Text section:
┌────────

What is the content of this waste and what is its effect?
The researcher, Dr. Kifaya Abu-Huda indicated in an interview with Afaq Environment and Development Magazine about a study she had prepared for a conference in Turkey titled “Evaluating Electronic Waste Management in the West Bank, using Geographic Information System-GIS”, that 1000 toxic substances are used in producing electronic devices, where these substances are mixed in small amounts making it difficult to separate them, not to mention that this waste contains raw materials that have economic value.
She explained that according to the environmental education manual authored by the environmental expert George Kurzom, the electric circuits in electronic devices contain toxic lead and cadmium, remote controls and electronic devices’ keys contain mercury and most of the energy-saving lamps and mobile phones’ battery contain high percentage of cadmium. She also mentioned that a computer weighing 32kg has 1.7 kg of toxic lead, arsenic and cobalt.
Its damage
According to Kurzom, the percentage of cadmium in a mobile phone battery is enough to pollute 600m3 of groundwater. And according to information obtained by the researcher Abu-Huda from Electronic Waste Addressing the Future (2008), the Palestinian solid waste dumping sites have large amounts of mercury, lead, chromium and cadmium that leak into the soil from electronic waste.
No Mechanism of disposal
In Palestine, thousands of tons of electronic and electric devices, lamps and batteries annually accumulate in the West Bank collected from residential areas. This waste is being disposed in an uncontrolled way incompatible with the environmental conditions, as they are thrown on the sidewalks and the roadsides and end up in random landfills and open land without treatment. Some people buy used devices to repair them, re-manufacture them or sell them.
The engineer Hussein Abu Oun who is the executive manager for the Joint Services Council for Solid Waste Management in Ramallah explained that there is no clear mechanism to dispose e-waste in Palestine but rather they are sent to ordinary landfills. He added “we tried to find a solution but we failed, we had an idea to set up an area for sorted waste of carton, plastic and electronic waste and we had a German grant to fund the project but we did not succeed in finding a place with the municipalities and therefore the project was canceled.”

└────────

Study material:
┌────────

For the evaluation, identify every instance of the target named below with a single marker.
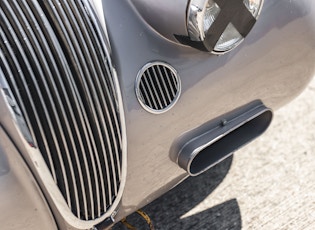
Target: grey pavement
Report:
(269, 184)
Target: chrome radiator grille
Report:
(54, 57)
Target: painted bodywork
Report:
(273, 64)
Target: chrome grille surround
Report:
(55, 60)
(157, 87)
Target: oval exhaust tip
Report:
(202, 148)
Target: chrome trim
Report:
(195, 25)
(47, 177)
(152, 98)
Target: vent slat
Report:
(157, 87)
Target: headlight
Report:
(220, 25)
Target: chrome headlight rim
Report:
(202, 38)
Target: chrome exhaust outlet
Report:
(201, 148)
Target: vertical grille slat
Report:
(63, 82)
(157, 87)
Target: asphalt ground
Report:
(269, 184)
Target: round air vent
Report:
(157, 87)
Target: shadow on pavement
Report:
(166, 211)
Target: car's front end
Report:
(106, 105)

└────────
┌────────

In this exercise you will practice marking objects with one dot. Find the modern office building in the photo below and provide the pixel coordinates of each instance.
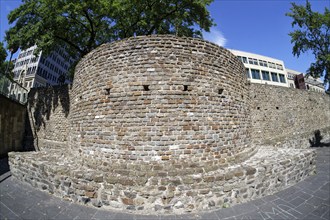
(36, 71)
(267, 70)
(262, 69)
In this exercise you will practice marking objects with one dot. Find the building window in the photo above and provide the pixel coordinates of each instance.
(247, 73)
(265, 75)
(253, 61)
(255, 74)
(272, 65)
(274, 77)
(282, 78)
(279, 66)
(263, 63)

└────────

Questions to answer:
A – In the text on electronic waste in the West Bank, how much groundwater can the cadmium in a mobile phone battery pollute?
B – Summarize the text on electronic waste in the West Bank in two sentences.
C – Extend the text on electronic waste in the West Bank, picking up right after its final sentence.

Results for each task:
A – It can pollute 600 cubic meters of groundwater.

B – Electronic devices contain toxic substances such as lead, cadmium and mercury, and heavy metals from electronic waste leak into the soil at Palestinian dumping sites. In the West Bank this waste is disposed of in an uncontrolled way because there is no clear disposal mechanism, and a planned project for sorted waste was canceled when no site could be found with the municipalities.

C –
Abu Oun added, what prevented the municipalities from providing a place is that the final location for waste treatment after sorting would be in Israel since there aren’t any Palestinian factories that could recycle e-waste and thus there was fear of normalization with Israel, although Palestinian paper and carton waste goes to Israeli factories due to the absence of recycling factories.
He added that if we want to find an environmental solution, sending waste to Israel is the only solution. In fact Ramallah Municipality had a project worth more than 50 thousand dollars to collect carton and send it to Israel, funded by the Bank of Palestine. However, the project was cancelled owing to fears of normalization.
Abu Oun denounced, “in the end we take our electricity and water from Israel because our benefit is more important, and this toxic waste could be disposed through Israel, and the workshops that deal with it such as in Hebron where they use primitive ways of disposal by burning computers and taking out aluminum, but these ways are dangerous to the environment and the people who utilize such methods.”
He also added that Palestine does not have the capacity to establish recycling factories because every ton of carton or paper needs 2.4 cubic meters of water and Palestine suffers from a scarcity of water, but for electronics it’s not difficult to have small workshops that take into consideration health and environmental conditions.